### O que se pede
1/ Liste, na ordem em que aparecem, todas as falas de Krishnamurti na conversa sobre a inteligência.
2/ Continue a conversa sobre a inteligência a partir da última fala de Bohm, mantendo o formato de diálogo entre os dois.

#### Trecho apresentado ####

Krishnamurti - (A Luta do Homem, pág. 94)

quarta-feira, 8 de agosto de 2012

Da Inteligência

DA INTELIGÊNCIA
Conversa entre J. Krishnamurti e Prof. David Bohm.

Professor Bohm:1 Com relação à inteligência, eu sempre gosto de pesquisar a origem da palavra, bem como seu significado. É muito interessante; Inteligência vem de inter e legere,  o que significa “ler entre”. Então me parece que se poderia dizer que o pensamento é como a informação num livro e que a inteligência tem que lê-la, ler seu significado. Acho que isso dá uma noção melhor do que seja inteligência.

Krishnamurti: Ler nas entrelinhas.

Bohm: Sim, depreender o significado. Há também um sentido relevante dado no dicionário, que é: estado de alerta mental.

Krishnamurti: Sim, alerta mental.

Bohm: Bem, isso é bastante diferente daquilo que as pessoas têm em mente quando medem inteligência. Agora, considerando muitas das coisas que você tem dito, você diria que inteligência não é pensamento. Você diz que o pensamento tem seu lugar no cérebro antigo, que é um processo físico, eletromecânico; tem sido amplamente provado pela ciência que todo pensamento é essencialmente um processo físico, químico. Então talvez pudéssemos dizer que a inteligência não é da mesma ordem, que ela não é da ordem do tempo, de todo.

Krishnamurti: Inteligência.

Bohm: Sim, a inteligência lê “nas entrelinhas” do pensamento, vê o significado dele. Há um outro ponto antes de começarmos essa questão: se você diz que o pensamento é físico, então a mente, ou a inteligência, ou como quer que queira chamar isso, parece diferente, é de uma ordem diferente. Você diria que há uma diferença real entre o físico e a inteligência?

Krishnamurti: Sim. Estamos dizendo que o pensamento é matéria? Coloquemos isto de forma diferente.

Bohm: Matéria? Em vez disso, eu diria processo material.

#### Material extraído ####

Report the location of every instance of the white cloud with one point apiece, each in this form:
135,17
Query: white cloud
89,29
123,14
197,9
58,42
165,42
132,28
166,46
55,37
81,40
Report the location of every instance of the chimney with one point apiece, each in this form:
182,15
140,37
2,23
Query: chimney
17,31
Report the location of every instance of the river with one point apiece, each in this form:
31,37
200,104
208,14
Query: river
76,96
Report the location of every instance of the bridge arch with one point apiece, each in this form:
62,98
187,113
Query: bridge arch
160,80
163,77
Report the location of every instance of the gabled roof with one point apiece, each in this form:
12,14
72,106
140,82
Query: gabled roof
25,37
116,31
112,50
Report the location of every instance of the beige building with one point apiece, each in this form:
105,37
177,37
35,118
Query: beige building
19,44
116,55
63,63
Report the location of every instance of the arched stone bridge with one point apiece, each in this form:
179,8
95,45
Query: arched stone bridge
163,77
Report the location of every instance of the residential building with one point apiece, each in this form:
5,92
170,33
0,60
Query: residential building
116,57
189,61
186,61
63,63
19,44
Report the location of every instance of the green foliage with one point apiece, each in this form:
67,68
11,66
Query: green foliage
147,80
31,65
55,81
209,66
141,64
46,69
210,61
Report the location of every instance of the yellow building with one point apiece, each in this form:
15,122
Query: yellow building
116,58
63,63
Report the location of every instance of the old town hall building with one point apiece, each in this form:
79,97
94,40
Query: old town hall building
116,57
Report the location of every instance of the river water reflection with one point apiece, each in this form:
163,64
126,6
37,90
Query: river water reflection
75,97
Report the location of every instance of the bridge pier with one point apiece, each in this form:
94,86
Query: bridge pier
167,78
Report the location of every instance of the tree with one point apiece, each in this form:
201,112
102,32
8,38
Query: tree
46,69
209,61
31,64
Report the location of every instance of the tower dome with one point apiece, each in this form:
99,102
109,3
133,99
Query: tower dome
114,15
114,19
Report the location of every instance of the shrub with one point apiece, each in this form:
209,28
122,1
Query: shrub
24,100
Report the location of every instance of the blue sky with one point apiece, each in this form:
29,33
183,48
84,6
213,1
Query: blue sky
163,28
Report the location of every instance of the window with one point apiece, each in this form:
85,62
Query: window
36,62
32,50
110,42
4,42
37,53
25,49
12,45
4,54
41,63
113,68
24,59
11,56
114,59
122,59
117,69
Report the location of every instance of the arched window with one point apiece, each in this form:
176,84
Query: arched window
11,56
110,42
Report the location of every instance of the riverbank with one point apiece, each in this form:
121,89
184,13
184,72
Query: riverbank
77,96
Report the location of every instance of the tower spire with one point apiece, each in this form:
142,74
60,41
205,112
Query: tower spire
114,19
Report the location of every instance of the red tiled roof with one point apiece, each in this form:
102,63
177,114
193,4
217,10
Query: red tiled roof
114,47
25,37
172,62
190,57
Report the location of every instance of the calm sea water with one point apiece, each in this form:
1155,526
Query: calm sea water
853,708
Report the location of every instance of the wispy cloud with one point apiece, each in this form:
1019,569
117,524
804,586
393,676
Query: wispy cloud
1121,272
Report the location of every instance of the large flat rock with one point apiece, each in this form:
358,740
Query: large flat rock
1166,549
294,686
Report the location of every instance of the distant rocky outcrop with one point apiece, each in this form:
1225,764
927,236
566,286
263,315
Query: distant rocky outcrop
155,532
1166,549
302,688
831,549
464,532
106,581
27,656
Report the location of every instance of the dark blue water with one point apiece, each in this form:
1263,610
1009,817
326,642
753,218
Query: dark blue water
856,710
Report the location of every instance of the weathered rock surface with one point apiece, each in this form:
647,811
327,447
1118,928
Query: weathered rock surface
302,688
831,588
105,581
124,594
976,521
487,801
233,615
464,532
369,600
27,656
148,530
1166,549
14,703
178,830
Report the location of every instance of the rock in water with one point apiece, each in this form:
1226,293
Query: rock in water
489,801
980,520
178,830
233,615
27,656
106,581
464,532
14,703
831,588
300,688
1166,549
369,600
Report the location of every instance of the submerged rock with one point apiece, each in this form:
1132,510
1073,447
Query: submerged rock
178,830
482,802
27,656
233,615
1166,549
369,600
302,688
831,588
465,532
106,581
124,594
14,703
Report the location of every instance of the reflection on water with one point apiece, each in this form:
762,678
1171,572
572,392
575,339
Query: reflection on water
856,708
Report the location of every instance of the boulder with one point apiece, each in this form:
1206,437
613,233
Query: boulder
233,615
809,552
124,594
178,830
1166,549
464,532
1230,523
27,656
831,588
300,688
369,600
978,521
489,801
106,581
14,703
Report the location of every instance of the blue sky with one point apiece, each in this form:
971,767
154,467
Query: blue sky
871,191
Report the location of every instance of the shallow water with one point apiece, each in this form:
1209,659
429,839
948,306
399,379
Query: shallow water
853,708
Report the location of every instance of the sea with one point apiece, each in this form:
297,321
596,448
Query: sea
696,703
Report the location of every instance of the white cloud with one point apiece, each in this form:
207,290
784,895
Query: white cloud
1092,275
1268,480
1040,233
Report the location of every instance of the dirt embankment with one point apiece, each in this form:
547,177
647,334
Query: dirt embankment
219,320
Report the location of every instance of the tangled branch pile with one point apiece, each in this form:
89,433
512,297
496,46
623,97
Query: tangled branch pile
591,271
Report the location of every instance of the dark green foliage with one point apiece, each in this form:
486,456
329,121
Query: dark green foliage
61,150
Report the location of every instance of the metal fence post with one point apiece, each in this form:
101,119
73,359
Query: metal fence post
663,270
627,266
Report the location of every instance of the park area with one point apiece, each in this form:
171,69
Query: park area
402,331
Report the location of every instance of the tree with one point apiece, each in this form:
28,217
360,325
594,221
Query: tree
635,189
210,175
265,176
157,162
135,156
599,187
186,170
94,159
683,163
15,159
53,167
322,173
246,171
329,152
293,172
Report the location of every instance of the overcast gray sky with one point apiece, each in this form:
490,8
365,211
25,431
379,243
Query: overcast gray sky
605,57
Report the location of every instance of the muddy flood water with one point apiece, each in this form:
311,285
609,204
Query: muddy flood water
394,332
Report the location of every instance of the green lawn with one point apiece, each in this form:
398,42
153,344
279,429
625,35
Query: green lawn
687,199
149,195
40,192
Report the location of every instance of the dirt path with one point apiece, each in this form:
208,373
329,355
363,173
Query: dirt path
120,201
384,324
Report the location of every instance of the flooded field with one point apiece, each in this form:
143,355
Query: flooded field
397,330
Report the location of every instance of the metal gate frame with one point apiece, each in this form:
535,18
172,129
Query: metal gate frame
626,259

####

### Os resultados
1/
1. "Ler nas entrelinhas."
2. "Sim, alerta mental."
3. "Inteligência."
4. "Sim. Estamos dizendo que o pensamento é matéria? Coloquemos isto de forma diferente."

2/
Krishnamurti: Tudo bem; o pensamento é um processo material, e qual é a relação entre ele e a inteligência? É a inteligência um produto do pensamento?

Bohm: Acho que podemos estar certos de que não é.

Krishnamurti: Por que estamos certos?

Bohm: Simplesmente porque o pensamento é mecânico.

Krishnamurti: O pensamento é mecânico, isso está correto.

Bohm: A inteligência, não.

Krishnamurti: Então o pensamento é mensurável; a inteligência não. E como acontece de essa inteligência vir a existir? Se o pensamento não possui relação com a inteligência, então, é a cessação do pensamento o despertar da inteligência? Ou o que ocorre é que a inteligência, sendo independente do pensamento, e não sendo do tempo, existiu sempre?

Bohm: Isso levanta muitas questões difíceis.

Krishnamurti: Eu sei.

Bohm: Eu gostaria de dispor essa questão numa estrutura de pensamento que se pudesse conectar a quaisquer pontos de vista científicos que possam existir.

Krishnamurti: Sim.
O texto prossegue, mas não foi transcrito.